_Extrait fourni_
•••••
Compte rendu de la Rencontre pro. du 24 septembre : Escape games culturels, patrimoniaux, éducatifs : quels objectifs et quels résultats ? Noëmie Lozac’h-Vilain, qui a toujours des dés dans son sac
Mes vacances de cet été m’ont amenée à arpenter les rues et les musées de plusieurs villes européennes. Et partout, toujours, des escape games. Dans des salles dédiées, des châteaux, des trains, ou des musées… Que celle ou celui qui n’a jamais croisé l’un de ces jeux d’évasion se demande s’il, elle n’y est pas enfermé·e !
Face à un tel phénomène de mode, l’École de la médiation a souhaité organiser un cycle de 3 Rencontres pro.
Le 24 septembre, à la Cité des sciences et de l’industrie, chercheurs, chercheuses et pros de la médiation ont échangé autour des objectifs de l’organisation de ces jeux dans des lieux de transmission de savoirs. Pourquoi, et pour quoi réaliser des Serious Escape Games dans son institution culturelle ?
A lire également : 5 conseils pour développer un escape game dans sa structure
Abriter un escape pour sortir de son image de lieu guindé
Les Jeux d’évasion fleurissent. Ce phénomène de mode est investi par les institutions qui y voient un moyen de gagner en visibilité, de toucher des nouveaux publics de jeunes adultes ou de professionnel·les en team building pas toujours très enclines à fréquenter les offres culturelles.
Attention toutefois : à trop surfer sur la vague, on risque de décevoir.
- Les joueurs et joueuses fans d’Escape game (EG) recherchent les codes de ce format et risquent d’être déçues si on ne leur propose qu’un jeu de piste. La notion d’enfermement et d’évasion est essentielle à l’expérience d’un EG. Pour cela, il n’y a pas forcément besoin de lieu fermé, mais il faut soigner le scénario et l’expérience immersive.
- L’instauration d’une offre différente et décalée ne suffit pas toujours à changer l’esprit d’un lieu. L’accueil d’un Escape game aux codes ludiques dans un lieu de savoir peut créer un paradoxe insurmontable. Si l’effet du lieu envoie des codes empêchant la liberté de fouille et d’amusement, les objectifs des participantes et participants ne seront pas atteints, la rencontre ne se fera pas.
Jeu sur je : se découvrir
Jouer, c’est apprendre à se connaître. Des personnes habituellement effacées changent leur posture, on découvre l’importance de communiquer, de coopérer, de s’organiser. Exprimer ses arguments et écouter ceux des autres, dépasser les désaccords pour arriver à prendre une décision face à un choix non manichéen, mais aussi accepter la frustration, dépasser un échec.
Le passage par l’amusement est également une solution intéressante pour modifier le rapport au savoir.
Dans la conception d’offres de médiation, et ici d’un jeu, il ne faut jamais négliger les objectifs de savoir être. Ces changements d’attitude seront bien plus faciles à atteindre et à mesurer que la transmission de contenu scientifique.
Une ruse pédagogique
L’expression jeu pédagogique est à elle seule contraire à la nécessaire improductivité du jeu. Est-il impossible, voire dangereux, de transmettre des connaissances ou des informations par le jeu ? Les objectifs pédagogiques pervertissent-ils le divertissement ?
•••••
_Données fournies_

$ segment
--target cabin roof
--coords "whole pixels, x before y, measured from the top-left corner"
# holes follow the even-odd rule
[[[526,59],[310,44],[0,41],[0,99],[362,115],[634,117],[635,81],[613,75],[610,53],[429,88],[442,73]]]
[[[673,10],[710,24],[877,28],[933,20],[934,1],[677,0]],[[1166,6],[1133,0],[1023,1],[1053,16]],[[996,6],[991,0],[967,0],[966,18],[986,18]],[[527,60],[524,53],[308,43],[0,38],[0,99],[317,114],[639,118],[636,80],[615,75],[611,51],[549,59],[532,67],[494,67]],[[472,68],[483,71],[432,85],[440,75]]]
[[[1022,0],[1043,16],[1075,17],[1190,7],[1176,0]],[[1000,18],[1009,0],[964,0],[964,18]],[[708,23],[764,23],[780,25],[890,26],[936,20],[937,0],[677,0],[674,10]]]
•••••
_Exercice proposé_
Modifiez le passage du texte sur les escape games culturels qui va de « Attention toutefois : à » jusqu'à « et l’expérience immersive. » inclus, en y remplaçant « scénario » par « récit ».

_Résultat_
Attention toutefois : à trop surfer sur la vague, on risque de décevoir.
- Les joueurs et joueuses fans d’Escape game (EG) recherchent les codes de ce format et risquent d’être déçues si on ne leur propose qu’un jeu de piste. La notion d’enfermement et d’évasion est essentielle à l’expérience d’un EG. Pour cela, il n’y a pas forcément besoin de lieu fermé, mais il faut soigner le récit et l’expérience immersive.